* START *

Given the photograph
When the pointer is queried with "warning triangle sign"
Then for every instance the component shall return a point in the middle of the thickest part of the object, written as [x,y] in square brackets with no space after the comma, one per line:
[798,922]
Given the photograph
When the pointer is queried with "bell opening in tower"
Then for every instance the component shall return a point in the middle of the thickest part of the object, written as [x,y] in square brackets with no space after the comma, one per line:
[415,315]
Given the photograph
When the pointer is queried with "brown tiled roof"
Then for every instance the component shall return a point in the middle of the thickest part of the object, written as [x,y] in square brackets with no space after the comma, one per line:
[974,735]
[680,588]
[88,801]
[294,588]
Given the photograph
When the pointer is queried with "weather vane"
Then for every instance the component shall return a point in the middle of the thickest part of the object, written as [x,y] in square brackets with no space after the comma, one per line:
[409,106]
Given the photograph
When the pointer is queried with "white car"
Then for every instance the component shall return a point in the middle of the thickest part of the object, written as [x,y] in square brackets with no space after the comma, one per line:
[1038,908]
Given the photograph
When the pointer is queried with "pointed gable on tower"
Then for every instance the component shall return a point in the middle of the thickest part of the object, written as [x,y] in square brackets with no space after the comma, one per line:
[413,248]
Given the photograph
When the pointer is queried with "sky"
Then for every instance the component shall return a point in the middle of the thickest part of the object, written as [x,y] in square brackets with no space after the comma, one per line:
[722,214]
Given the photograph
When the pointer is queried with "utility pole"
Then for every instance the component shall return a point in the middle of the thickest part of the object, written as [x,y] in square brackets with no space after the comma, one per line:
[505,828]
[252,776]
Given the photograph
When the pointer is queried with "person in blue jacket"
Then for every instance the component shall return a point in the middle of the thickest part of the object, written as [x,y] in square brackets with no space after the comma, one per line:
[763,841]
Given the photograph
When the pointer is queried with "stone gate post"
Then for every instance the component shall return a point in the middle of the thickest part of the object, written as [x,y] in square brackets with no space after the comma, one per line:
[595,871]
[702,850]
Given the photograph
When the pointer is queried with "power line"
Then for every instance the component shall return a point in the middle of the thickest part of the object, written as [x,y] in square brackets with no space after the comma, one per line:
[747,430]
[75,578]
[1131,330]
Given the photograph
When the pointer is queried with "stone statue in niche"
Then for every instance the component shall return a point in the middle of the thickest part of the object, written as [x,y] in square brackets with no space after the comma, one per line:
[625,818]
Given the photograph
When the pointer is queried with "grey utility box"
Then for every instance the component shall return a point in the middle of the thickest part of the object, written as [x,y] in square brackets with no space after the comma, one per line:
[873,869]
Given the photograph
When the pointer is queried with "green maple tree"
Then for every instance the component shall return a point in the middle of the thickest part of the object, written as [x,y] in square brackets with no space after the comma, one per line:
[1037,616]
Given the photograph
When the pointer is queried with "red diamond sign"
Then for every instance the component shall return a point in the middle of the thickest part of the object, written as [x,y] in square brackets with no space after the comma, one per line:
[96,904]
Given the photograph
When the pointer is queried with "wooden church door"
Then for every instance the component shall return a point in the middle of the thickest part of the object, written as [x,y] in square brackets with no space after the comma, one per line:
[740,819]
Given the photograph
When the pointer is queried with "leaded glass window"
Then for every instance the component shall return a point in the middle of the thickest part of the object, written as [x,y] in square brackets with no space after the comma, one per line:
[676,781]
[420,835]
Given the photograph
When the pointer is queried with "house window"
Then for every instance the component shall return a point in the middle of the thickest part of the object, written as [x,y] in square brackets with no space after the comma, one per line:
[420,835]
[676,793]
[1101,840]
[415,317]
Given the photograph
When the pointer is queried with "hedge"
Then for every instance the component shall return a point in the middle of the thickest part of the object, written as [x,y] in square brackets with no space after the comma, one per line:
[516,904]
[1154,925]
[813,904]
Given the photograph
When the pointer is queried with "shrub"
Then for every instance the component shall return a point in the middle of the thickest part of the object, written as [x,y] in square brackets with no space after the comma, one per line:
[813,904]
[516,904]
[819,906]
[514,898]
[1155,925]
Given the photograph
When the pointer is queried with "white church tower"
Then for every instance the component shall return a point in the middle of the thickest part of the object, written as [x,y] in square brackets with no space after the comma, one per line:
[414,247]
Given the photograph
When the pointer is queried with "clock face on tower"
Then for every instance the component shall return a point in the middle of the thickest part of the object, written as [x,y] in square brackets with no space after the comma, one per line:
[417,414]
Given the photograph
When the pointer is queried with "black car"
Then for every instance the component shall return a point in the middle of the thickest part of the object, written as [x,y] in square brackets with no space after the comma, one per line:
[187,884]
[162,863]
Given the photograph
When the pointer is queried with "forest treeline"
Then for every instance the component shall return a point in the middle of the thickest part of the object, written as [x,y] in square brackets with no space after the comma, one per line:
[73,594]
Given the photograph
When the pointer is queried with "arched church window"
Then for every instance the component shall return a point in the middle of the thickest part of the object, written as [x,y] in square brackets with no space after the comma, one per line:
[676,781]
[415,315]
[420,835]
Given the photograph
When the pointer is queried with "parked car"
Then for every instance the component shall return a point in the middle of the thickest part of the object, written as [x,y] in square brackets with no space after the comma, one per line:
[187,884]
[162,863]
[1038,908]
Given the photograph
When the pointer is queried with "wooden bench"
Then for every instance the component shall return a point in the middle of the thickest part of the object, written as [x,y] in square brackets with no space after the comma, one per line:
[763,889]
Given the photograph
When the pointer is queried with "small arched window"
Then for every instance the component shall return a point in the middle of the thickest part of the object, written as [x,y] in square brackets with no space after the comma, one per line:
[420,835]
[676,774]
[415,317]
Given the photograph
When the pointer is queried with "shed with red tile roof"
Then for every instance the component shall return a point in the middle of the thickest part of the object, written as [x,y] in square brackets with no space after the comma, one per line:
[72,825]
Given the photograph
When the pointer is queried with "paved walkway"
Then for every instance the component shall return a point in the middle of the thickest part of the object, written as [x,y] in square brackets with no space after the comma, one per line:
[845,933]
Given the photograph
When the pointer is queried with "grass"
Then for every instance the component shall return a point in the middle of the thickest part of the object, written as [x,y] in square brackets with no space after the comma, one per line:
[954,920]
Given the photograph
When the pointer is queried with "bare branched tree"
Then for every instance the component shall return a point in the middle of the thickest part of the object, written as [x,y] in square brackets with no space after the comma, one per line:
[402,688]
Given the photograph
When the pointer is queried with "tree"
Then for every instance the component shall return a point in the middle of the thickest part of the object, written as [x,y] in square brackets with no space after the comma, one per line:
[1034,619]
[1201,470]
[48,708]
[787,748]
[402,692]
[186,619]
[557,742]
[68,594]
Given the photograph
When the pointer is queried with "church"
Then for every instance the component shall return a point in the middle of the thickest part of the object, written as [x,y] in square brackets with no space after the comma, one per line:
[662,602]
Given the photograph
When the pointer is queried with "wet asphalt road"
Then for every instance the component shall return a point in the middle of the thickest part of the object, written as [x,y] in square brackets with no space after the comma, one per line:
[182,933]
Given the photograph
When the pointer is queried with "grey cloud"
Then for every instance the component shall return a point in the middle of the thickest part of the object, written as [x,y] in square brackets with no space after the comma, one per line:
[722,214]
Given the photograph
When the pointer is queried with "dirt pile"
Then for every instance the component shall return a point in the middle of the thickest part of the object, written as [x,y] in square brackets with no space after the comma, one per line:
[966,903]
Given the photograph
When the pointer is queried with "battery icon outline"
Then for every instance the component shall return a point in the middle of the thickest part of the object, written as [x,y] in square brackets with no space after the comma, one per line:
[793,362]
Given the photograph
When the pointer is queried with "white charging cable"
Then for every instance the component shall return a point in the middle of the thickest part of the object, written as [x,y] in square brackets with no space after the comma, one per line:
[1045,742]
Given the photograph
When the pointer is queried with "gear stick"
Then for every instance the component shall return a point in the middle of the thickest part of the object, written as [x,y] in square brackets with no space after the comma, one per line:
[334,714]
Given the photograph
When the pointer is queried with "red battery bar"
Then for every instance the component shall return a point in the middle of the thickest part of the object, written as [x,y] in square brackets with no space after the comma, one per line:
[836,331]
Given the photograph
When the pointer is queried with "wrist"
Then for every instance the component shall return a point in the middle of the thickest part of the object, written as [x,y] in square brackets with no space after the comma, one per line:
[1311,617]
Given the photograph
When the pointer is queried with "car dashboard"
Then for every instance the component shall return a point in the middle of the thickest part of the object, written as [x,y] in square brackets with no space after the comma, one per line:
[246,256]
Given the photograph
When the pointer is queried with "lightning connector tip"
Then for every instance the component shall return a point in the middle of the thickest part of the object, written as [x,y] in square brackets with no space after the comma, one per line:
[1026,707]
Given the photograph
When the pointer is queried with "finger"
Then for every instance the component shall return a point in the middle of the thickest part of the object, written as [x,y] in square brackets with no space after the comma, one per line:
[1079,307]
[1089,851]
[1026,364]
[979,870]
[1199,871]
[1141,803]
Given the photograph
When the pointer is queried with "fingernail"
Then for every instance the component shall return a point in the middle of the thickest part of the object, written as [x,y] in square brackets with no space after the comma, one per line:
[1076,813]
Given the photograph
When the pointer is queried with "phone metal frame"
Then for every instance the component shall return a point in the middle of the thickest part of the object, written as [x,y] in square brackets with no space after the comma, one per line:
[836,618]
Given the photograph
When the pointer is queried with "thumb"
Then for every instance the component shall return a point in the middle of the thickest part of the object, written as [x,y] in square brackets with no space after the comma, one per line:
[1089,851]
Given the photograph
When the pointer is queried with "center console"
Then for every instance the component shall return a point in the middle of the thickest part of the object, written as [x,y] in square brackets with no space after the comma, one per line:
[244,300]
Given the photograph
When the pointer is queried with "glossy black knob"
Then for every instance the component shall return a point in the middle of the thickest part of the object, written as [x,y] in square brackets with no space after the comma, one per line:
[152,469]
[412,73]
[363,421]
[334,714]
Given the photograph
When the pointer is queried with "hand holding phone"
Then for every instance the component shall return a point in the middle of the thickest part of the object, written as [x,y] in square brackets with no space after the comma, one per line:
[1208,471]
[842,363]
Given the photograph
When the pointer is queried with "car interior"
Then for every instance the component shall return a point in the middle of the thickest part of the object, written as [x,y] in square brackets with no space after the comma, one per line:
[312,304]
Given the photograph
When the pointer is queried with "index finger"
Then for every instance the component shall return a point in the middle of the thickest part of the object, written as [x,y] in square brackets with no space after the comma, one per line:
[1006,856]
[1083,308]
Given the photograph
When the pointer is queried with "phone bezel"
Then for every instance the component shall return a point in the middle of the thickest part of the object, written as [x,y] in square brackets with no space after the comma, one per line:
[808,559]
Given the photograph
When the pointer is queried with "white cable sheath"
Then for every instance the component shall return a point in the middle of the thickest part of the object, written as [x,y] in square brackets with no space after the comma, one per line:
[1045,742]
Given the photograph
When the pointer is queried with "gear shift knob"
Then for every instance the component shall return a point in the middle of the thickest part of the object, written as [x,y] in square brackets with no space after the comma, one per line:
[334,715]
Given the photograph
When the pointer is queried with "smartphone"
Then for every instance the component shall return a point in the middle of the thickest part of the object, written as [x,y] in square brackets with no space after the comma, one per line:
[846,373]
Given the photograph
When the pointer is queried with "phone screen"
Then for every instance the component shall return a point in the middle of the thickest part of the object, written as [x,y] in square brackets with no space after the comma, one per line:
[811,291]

* END *

- _Challenge_: Pick out every line of the records that contains the word "window" and copy each one.

- _Exercise result_:
When the pointer is queried with "leaded glass window"
When the pointer is queried with "house window"
When the pointer is queried with "arched church window"
When the pointer is queried with "small arched window"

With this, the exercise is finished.